§ Text section:
>>>>
“Rachel, you’re getting too skinny!”

“Um…what?”

“Look at your arms!! You look anorexic!”

Surely they weren’t talking to me, and clearly this wasn’t someone who knew me very well – that observation was seriously ridiculous. I’ve never been anything within ten miles of too skinny in my entire life. Had they not noticed my thighs? And the rolls in my belly? Come ON, people.

Then I remembered the weird effect of losing weight – it makes other people see you as skinnier than you are, all while you see yourself as weighing the same as you always have.

I awkwardly answered a stumbled “Um, thanks?”, or something.

But what I wish I had said was this…

When I was in high school, I wore a sleeveless dress to an event. An adult told me that I really shouldn’t have worn that, because “You’re just not built for it – you have too fat of arms to wear sleeveless dresses.”

Although they were trying to be constructively “helpful”, I was seventeen years old and, albeit a bit later than most, just starting to form my own body image.

I carried that statement with me for an entire decade. I had sleeves on my wedding dress because of it, and I had a wardrobe full of sleeved shirts and dresses – until just a couple of years ago, when I finally let it go and accepted my arms as they were.

At the age of seventeen, I weighed 138 pounds. Today, I weigh 128 pounds. There were a lot of ups and downs (mostly ups) in my weight between then and now, but I still can’t imagine how 13 years and 10 pounds could swing one from having too fat of arms to wear a sleeveless dress to looking anorexic.

And that’s just the point.

There’s something I’ve learned in those 13 years – everyone has an opinion, and most of them are vastly different. And my body should not, will not, and cannot be defined by other people’s opinions.

Okay – this is not true.

I have learned that this is how it should be, but putting it into practice is another battle entirely. I thrive on words of affirmation, which also explains why I am motivated to blog my soul’s contents for the world to see. I live and die by other people’s words. They lift me up and they destroy me.

But that should not be so. Opinions always have and always will be as unique and wide-ranging as the people that are creating them. If I allow myself to internalize each and every one of the words spoken to me and about me, I will become a scarred reflection of everyone else.

The bottom line is this: I was healthy when I was seventeen and I’m healthy at thirty. There were times in between then and now that I probably wasn’t so healthy, but the important part is, I adjusted.
<<<<
§ Listing:
>>>>
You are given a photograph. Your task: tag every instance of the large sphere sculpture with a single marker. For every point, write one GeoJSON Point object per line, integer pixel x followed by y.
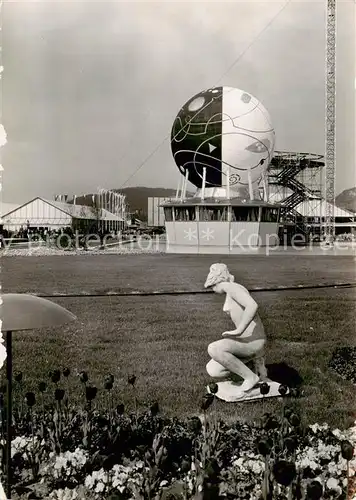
{"type": "Point", "coordinates": [229, 132]}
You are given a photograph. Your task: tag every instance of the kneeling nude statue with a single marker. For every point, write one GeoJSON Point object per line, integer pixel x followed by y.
{"type": "Point", "coordinates": [241, 351]}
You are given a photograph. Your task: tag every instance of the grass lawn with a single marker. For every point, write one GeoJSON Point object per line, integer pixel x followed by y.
{"type": "Point", "coordinates": [163, 339]}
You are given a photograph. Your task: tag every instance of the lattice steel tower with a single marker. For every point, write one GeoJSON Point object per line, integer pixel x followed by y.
{"type": "Point", "coordinates": [330, 119]}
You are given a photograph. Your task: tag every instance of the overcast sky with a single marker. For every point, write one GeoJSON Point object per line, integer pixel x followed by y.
{"type": "Point", "coordinates": [90, 89]}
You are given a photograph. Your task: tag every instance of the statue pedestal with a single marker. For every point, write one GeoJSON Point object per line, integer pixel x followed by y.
{"type": "Point", "coordinates": [229, 391]}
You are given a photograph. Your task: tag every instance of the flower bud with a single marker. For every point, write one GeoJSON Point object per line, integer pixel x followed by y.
{"type": "Point", "coordinates": [264, 447]}
{"type": "Point", "coordinates": [55, 376]}
{"type": "Point", "coordinates": [213, 388]}
{"type": "Point", "coordinates": [294, 420]}
{"type": "Point", "coordinates": [59, 394]}
{"type": "Point", "coordinates": [284, 472]}
{"type": "Point", "coordinates": [294, 392]}
{"type": "Point", "coordinates": [108, 385]}
{"type": "Point", "coordinates": [109, 378]}
{"type": "Point", "coordinates": [185, 467]}
{"type": "Point", "coordinates": [42, 386]}
{"type": "Point", "coordinates": [83, 377]}
{"type": "Point", "coordinates": [271, 423]}
{"type": "Point", "coordinates": [282, 389]}
{"type": "Point", "coordinates": [120, 409]}
{"type": "Point", "coordinates": [30, 399]}
{"type": "Point", "coordinates": [207, 401]}
{"type": "Point", "coordinates": [264, 388]}
{"type": "Point", "coordinates": [90, 392]}
{"type": "Point", "coordinates": [194, 425]}
{"type": "Point", "coordinates": [154, 409]}
{"type": "Point", "coordinates": [314, 490]}
{"type": "Point", "coordinates": [347, 450]}
{"type": "Point", "coordinates": [290, 443]}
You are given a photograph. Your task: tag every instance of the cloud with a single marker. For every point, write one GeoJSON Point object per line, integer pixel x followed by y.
{"type": "Point", "coordinates": [90, 89]}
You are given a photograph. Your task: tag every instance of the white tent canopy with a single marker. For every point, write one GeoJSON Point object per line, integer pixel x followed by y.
<<<<
§ Jobs:
- a) In the essay on body image, how much did the writer weigh at age seventeen?
- b) From the essay on body image, extract the passage from "I carried that" up to and including "as they were.".
- c) Does the essay on body image support each statement below? Answer yes or no, and quote the deciding words.
(i) The writer wore a wedding dress with sleeves because of the adult's remark.
(ii) The writer weighs more today than at seventeen.
(iii) The writer heard the remark about sleeveless dresses while in college.

§ Solutions for each task:
- a) 138 pounds.

- b)
I carried that statement with me for an entire decade. I had sleeves on my wedding dress because of it, and I had a wardrobe full of sleeved shirts and dresses – until just a couple of years ago, when I finally let it go and accepted my arms as they were.

- c)
(i) Yes: "I had sleeves on my wedding dress because of it"
(ii) No: "At the age of seventeen, I weighed 138 pounds. Today, I weigh 128 pounds."
(iii) No: "When I was in high school, I wore a sleeveless dress to an event."